→ **Input material**:
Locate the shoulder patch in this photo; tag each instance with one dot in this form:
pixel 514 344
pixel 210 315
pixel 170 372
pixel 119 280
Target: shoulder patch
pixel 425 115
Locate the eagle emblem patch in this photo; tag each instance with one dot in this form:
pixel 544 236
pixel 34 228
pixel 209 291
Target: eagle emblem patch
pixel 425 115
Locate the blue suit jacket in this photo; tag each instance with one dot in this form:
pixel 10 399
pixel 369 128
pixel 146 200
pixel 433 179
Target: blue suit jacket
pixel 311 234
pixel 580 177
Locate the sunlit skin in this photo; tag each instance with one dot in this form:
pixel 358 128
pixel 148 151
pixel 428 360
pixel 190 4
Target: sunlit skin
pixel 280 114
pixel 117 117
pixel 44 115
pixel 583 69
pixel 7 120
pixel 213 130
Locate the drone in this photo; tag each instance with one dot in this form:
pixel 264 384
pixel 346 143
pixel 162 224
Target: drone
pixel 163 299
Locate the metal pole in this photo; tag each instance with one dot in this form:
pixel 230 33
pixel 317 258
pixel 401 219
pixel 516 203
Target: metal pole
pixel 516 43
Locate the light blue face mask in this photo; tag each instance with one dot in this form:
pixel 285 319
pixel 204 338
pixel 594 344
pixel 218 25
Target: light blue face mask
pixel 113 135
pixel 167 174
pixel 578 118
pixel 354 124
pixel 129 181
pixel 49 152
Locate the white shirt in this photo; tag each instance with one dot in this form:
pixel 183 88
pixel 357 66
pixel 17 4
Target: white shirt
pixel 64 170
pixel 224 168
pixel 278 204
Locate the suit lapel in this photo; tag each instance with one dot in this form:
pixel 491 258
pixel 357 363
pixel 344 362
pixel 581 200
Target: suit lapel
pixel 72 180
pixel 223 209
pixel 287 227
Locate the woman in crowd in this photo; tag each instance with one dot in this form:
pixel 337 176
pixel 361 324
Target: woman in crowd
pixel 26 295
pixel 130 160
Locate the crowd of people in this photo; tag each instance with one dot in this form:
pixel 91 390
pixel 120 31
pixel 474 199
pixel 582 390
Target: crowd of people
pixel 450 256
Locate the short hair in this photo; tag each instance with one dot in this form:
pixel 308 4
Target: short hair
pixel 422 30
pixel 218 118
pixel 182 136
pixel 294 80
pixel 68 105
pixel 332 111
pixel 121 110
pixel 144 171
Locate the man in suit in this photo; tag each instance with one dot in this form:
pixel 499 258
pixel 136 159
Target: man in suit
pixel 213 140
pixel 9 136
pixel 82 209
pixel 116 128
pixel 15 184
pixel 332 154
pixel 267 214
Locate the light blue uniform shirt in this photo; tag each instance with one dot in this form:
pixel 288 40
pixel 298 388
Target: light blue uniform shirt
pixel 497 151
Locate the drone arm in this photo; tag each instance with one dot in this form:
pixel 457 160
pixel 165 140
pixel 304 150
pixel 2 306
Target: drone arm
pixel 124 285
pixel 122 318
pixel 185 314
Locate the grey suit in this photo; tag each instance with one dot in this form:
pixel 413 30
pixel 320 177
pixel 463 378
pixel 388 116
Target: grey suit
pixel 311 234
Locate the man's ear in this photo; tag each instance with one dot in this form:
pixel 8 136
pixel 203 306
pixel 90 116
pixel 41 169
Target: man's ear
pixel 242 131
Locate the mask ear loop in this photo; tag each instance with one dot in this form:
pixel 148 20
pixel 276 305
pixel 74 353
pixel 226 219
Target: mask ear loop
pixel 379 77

...

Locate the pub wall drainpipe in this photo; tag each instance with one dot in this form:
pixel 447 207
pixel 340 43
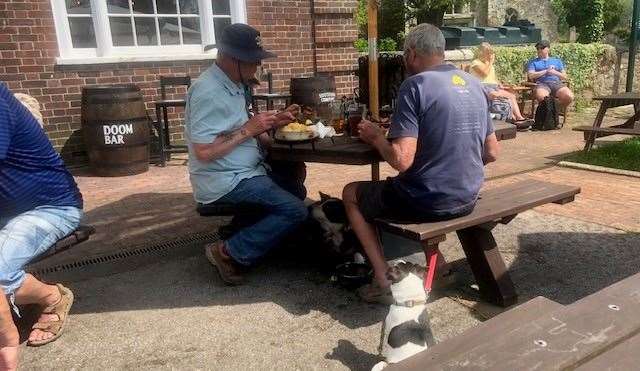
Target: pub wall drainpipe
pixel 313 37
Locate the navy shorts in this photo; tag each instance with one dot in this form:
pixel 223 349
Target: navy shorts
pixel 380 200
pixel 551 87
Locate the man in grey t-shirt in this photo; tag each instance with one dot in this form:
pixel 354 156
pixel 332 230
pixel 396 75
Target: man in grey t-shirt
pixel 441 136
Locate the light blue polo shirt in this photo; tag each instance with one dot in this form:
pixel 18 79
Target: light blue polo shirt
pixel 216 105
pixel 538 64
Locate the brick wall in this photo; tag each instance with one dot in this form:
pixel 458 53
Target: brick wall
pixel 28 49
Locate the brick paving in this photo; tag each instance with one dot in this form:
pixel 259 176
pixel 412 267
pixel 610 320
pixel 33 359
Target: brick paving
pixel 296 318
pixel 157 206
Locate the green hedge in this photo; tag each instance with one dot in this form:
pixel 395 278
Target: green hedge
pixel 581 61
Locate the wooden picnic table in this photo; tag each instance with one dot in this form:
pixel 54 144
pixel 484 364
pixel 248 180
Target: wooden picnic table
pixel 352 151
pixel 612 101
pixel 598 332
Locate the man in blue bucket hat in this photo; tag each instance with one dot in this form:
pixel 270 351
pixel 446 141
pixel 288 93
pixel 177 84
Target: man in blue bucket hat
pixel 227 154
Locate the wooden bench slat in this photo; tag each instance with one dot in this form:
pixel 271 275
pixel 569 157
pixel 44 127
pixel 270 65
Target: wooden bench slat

...

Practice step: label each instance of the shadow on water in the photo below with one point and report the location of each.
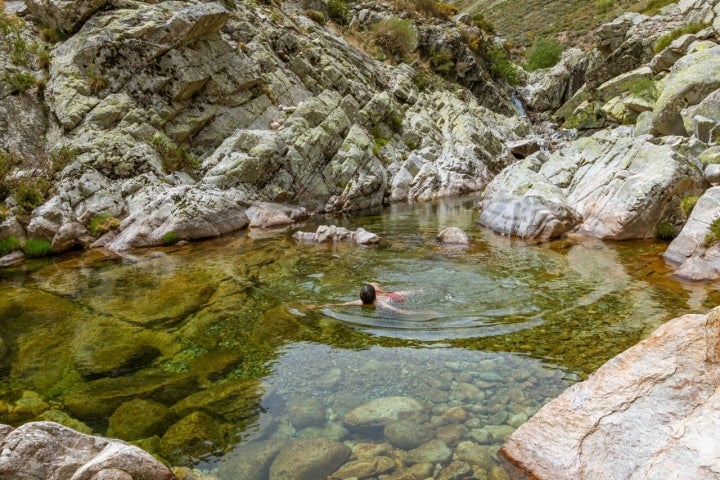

→ **Task details**:
Show every line in the listing above that carries the word "bench".

→ **Reply to the exercise**:
Locate the wooden bench slat in this photo; tag each instance with one dot in this form:
Target: wooden bench slat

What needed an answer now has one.